• Task details
A single number is required: how many lines in the data below contain "palm".

• Exercise input
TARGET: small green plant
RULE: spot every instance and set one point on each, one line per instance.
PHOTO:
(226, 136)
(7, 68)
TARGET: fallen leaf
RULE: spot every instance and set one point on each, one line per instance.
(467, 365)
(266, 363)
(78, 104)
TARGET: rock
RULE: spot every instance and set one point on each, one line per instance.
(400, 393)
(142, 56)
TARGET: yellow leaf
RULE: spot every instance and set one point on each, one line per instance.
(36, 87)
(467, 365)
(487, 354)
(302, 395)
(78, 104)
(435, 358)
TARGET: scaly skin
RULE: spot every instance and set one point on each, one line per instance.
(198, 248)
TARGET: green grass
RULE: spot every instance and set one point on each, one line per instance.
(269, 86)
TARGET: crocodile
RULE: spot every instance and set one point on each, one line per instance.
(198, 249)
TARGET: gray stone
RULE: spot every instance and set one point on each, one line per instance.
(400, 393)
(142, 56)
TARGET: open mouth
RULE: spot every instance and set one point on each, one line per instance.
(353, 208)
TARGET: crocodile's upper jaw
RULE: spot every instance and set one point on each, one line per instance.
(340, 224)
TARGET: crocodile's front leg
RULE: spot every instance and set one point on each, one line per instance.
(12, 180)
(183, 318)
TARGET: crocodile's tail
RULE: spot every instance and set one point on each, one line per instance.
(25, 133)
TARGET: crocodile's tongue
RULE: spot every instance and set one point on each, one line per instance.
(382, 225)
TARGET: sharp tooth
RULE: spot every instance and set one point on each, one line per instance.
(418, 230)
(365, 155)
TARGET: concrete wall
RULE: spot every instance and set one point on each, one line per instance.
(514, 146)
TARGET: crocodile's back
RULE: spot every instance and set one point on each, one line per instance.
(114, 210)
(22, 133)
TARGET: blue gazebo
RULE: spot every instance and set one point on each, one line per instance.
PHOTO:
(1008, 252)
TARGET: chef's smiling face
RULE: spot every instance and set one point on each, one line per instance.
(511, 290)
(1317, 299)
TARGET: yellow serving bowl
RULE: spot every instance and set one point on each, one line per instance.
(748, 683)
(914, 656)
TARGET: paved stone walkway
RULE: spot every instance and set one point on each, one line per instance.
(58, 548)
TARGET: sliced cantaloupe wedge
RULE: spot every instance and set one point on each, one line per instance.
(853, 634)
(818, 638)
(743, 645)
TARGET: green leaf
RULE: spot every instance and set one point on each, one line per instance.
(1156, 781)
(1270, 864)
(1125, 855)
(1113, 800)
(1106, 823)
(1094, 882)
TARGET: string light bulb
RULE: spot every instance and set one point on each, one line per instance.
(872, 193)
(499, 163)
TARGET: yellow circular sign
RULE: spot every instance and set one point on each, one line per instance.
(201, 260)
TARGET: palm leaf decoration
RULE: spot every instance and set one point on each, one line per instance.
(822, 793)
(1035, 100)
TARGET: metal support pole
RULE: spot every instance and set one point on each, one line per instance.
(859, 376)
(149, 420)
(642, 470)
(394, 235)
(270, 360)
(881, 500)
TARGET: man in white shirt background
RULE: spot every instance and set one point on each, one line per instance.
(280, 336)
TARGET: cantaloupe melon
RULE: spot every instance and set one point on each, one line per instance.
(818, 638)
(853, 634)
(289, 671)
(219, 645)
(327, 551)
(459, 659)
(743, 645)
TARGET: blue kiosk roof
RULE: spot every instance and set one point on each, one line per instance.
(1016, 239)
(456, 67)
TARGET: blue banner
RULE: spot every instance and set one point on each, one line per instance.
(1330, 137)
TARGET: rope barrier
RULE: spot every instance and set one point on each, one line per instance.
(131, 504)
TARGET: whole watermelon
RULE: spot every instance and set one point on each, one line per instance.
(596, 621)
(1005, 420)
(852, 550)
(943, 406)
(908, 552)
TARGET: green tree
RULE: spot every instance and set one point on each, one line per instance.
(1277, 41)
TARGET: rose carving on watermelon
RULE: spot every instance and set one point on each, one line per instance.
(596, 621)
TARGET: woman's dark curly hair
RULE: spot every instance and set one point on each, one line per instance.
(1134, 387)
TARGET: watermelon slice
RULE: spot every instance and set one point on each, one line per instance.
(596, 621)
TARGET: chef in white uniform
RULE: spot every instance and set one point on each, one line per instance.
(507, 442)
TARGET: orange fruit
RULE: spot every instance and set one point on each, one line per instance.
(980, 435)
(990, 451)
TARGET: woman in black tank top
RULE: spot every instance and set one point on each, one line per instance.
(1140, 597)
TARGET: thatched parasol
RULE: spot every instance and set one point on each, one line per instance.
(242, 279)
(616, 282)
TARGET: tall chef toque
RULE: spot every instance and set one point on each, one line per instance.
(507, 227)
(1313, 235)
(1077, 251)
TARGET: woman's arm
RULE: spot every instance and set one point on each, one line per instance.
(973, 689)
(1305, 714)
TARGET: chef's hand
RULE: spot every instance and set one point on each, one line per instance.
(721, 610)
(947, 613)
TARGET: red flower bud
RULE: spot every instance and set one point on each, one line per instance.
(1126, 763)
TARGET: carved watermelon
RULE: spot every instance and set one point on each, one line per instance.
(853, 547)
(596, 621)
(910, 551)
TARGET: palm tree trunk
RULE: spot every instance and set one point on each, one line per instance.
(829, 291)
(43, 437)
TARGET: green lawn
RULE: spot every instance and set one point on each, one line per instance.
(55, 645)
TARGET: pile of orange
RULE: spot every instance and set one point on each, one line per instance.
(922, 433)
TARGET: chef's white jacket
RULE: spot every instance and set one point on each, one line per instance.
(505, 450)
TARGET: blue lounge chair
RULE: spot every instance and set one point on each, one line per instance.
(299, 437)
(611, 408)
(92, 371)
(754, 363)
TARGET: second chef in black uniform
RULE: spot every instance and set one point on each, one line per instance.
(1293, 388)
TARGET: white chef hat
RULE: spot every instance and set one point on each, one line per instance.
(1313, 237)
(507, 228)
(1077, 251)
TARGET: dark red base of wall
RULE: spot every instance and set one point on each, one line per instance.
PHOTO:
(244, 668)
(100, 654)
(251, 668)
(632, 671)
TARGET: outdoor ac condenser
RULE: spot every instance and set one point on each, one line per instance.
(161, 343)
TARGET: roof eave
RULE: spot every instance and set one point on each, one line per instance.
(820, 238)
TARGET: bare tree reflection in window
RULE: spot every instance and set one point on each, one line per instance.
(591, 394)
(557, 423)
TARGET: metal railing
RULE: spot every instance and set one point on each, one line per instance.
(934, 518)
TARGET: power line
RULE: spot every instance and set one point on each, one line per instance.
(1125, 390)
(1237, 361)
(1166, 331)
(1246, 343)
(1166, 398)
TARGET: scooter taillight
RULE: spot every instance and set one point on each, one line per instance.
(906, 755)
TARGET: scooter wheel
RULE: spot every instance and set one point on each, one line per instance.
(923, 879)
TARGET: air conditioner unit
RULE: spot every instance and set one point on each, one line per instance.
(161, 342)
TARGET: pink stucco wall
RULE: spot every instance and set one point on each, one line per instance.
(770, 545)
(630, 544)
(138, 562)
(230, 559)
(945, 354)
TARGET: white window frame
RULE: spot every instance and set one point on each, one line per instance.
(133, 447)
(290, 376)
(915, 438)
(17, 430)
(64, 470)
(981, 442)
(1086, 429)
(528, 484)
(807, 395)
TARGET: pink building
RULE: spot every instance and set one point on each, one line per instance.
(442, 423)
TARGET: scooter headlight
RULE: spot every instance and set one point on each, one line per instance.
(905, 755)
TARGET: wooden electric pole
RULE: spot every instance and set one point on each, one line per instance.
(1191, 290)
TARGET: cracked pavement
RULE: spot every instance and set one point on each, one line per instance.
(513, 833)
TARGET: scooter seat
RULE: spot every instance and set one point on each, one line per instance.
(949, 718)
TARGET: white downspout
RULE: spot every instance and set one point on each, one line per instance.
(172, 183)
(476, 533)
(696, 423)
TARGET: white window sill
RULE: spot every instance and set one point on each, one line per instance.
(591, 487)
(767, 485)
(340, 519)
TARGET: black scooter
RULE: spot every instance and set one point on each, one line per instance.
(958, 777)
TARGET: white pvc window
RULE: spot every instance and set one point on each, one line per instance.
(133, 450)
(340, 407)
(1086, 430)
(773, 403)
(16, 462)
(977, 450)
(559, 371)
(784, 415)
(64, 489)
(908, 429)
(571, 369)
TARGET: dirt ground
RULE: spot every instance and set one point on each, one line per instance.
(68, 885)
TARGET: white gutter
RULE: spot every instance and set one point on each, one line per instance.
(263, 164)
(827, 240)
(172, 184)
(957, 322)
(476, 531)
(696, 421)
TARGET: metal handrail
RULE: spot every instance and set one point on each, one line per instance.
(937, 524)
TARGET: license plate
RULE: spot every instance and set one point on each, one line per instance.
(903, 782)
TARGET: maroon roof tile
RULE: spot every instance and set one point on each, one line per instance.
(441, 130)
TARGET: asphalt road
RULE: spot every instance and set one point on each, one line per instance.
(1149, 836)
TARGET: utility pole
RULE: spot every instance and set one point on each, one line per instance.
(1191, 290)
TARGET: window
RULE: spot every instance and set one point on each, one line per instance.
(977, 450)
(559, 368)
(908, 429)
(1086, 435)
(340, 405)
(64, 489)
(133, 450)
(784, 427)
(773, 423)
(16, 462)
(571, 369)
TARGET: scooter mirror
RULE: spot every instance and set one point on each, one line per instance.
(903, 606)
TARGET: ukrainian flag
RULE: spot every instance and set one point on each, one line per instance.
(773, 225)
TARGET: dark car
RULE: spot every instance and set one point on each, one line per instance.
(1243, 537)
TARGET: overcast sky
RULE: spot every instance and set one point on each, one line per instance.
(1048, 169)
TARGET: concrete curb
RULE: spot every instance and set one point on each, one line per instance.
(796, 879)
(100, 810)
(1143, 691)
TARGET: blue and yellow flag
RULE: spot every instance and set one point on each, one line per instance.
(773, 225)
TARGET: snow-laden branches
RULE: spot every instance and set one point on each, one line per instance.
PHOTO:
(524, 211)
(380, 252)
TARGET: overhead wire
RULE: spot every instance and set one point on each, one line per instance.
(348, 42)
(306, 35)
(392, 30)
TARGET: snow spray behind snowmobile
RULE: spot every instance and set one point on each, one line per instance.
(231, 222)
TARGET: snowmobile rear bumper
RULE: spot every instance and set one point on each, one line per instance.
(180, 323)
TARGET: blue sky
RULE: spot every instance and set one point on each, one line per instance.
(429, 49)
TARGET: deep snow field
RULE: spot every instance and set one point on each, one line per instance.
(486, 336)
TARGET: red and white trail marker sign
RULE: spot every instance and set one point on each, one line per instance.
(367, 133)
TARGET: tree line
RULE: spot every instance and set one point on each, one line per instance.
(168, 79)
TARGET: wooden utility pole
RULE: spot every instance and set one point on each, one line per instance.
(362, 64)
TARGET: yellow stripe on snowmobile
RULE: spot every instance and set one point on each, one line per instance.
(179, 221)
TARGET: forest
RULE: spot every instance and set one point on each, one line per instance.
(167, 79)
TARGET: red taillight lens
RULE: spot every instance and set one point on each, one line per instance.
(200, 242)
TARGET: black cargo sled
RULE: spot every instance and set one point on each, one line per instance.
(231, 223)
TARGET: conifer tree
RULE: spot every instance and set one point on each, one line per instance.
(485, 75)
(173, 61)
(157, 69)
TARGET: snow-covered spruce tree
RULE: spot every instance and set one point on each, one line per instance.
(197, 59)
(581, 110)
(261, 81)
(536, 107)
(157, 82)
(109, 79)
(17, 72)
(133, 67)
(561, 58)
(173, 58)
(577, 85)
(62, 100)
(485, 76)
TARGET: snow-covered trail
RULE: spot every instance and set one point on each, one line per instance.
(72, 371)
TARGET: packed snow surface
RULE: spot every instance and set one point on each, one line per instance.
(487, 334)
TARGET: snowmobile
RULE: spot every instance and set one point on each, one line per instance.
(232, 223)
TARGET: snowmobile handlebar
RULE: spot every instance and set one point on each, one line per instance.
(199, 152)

• Your solution
2